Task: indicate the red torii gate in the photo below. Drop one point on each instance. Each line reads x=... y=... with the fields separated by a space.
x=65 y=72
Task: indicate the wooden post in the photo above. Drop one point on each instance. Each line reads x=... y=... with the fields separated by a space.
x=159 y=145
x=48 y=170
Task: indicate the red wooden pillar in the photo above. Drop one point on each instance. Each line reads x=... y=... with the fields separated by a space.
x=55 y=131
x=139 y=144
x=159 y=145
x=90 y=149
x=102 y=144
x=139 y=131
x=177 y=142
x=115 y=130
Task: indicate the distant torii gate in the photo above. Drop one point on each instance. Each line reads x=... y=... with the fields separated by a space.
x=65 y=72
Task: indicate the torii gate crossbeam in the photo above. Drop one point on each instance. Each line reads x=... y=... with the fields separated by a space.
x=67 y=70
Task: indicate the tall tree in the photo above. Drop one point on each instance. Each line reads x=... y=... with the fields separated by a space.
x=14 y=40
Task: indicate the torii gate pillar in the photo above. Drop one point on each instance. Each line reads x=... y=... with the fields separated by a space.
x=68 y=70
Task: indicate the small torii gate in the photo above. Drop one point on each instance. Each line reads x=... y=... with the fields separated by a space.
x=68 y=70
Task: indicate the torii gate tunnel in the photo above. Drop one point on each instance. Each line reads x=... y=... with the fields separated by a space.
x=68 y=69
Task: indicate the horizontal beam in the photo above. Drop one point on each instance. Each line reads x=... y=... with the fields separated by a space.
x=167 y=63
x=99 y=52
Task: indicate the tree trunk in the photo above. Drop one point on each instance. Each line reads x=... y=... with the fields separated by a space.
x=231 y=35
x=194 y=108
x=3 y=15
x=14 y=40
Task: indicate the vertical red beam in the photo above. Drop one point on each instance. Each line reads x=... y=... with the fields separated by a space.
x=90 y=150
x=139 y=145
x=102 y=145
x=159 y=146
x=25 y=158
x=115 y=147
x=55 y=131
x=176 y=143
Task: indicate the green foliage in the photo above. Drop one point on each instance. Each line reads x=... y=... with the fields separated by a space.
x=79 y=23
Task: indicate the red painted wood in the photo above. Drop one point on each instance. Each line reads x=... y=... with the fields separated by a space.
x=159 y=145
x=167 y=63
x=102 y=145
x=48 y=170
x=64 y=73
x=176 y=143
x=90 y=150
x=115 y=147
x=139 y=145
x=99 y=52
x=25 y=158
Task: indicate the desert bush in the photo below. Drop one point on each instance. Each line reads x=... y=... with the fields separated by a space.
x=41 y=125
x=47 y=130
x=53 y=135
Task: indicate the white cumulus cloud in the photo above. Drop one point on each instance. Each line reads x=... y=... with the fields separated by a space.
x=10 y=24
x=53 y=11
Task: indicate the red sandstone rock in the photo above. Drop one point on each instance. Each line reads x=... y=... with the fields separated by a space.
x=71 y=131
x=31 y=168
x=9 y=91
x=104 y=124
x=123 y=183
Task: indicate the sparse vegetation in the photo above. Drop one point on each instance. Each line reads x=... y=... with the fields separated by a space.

# # # #

What you will do: Reproduce each line verbatim.

Worked solution:
Task: indicate the red torii gate in the photo below. Drop one point on each instance. Each line reads x=... y=... with the fields separated by a space.
x=65 y=72
Task: indicate the wooden post in the photo above. Drop one point on each instance. Each line reads x=... y=... with the fields separated by a space.
x=159 y=145
x=48 y=170
Task: indicate the red wooden pillar in the photo above. Drop one point on each instance. Each line reads x=... y=... with the fields separated by a space.
x=55 y=131
x=139 y=144
x=159 y=145
x=90 y=149
x=102 y=144
x=139 y=131
x=177 y=142
x=115 y=130
Task: indicate the distant torii gate in the photo above. Drop one point on each instance. Each line reads x=... y=... with the fields separated by a space.
x=65 y=72
Task: indicate the torii gate crossbeam in the photo above. Drop one point on each instance. Each line reads x=... y=... with the fields separated by a space.
x=67 y=70
Task: indicate the tall tree in the photo above. Drop one point on each instance. Each line reads x=... y=... with the fields separated by a space.
x=14 y=40
Task: indicate the torii gate pillar in the photo above. Drop one point on each instance. Each line reads x=... y=... with the fields separated by a space.
x=68 y=70
Task: indicate the small torii gate in the photo above. Drop one point on each instance. Each line reads x=... y=... with the fields separated by a space.
x=68 y=70
Task: indicate the torii gate tunnel in the photo above. Drop one point on each instance. Each line reads x=... y=... with the fields separated by a space.
x=68 y=69
Task: indicate the horizontal beam in the photo above. Drop one point on each instance. Each line reads x=... y=... with the fields separated by a space.
x=167 y=63
x=99 y=52
Task: indicate the tree trunk in the photo above. Drop one point on each instance. Each line reads x=... y=... with the fields separated by a space.
x=231 y=35
x=194 y=108
x=3 y=15
x=14 y=40
Task: indicate the vertical red beam in the photo above. Drop one point on each instance. Each line reads x=... y=... with the fields separated by a space.
x=90 y=150
x=139 y=145
x=102 y=145
x=159 y=146
x=25 y=158
x=115 y=147
x=55 y=131
x=176 y=143
Task: indicate the green foliage in the photo above. Drop one point on each instance. Each line reads x=... y=... with the fields separated by a space.
x=79 y=23
Task: indicate the red painted wood in the photo above. Drop one point on each instance. Each line reads x=... y=... with the fields separated by a space.
x=159 y=145
x=167 y=63
x=102 y=145
x=48 y=170
x=64 y=73
x=176 y=143
x=90 y=150
x=115 y=147
x=139 y=145
x=99 y=52
x=25 y=158
Task: indicate the desert bush in the photo below. Drop one point on each instance. Each line reads x=... y=... with the fields separated by a space.
x=41 y=125
x=47 y=130
x=53 y=135
Task: indicate the white cumulus cloud in the photo above. Drop one point on each instance. Each line reads x=... y=... with the fields separated by a space.
x=10 y=24
x=53 y=11
Task: indicate the red sandstone rock in the photo above. Drop one point on each instance. Each line reads x=... y=... with the fields separated by a space.
x=71 y=131
x=31 y=168
x=9 y=91
x=104 y=124
x=123 y=183
Task: indicate the sparse vegetation in the photo above. Drop one point on each instance. Each line reads x=... y=... with the fields separated by a space.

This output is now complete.